======== PAGE TEXT

Prima facie, the Intershop case is less easily reconciled with the “success breeds success” dynamics characterizing the spin-off process, where better incumbents tend to have more and better spin-offs. There are several ways, however, to account for the large number of Intershop spin-offs in spite of the weak performance of the parent firm, which essentially has been struggling for survival since 2001.

To begin with, Intershop’s crisis may have induced employees to form spin-offs that would not have considered entrepreneurial activities under more favorable employment conditions. In the classification proposed by Buenstorf (2007b), many of Intershop’s spin-offs were “necessity” rather than “opportunity” spin-offs, because the primary impetus for their formation was the deterioration of career prospects in the parent firm (combined with a shortage of alternative employment options in the region). This holds particularly for those employees who started new ventures out of the transfer firm that Intershop initiated during its downsizing. In this context, it is notable that, in contrast to the theory proposed by Klepper and Thompson (2006), several interviewees discounted the role of strategic disagreements as a factor in their spin-off decision. Given Intershop’s precarious situation after 2000, necessity-based spin-off activities apparently did not require conflicts as further triggers. At the same time, strategic disagreements were crucial for two of the three ventures started by Intershop’s founders, ePages and Demandware. The latter case shows that even the founder/CEO of an established firm may be unable to pursue a radically new strategy within the existing organization.

================
======== DATASET EXTRACT

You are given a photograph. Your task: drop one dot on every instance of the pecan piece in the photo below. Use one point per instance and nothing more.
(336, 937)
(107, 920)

================

→ **WHAT THE EXERCISE ASKS**
Name every company the passage on Intershop's spin-offs mentions by name.

→ **EXERCISE SOLUTION**
Intershop, ePages, Demandware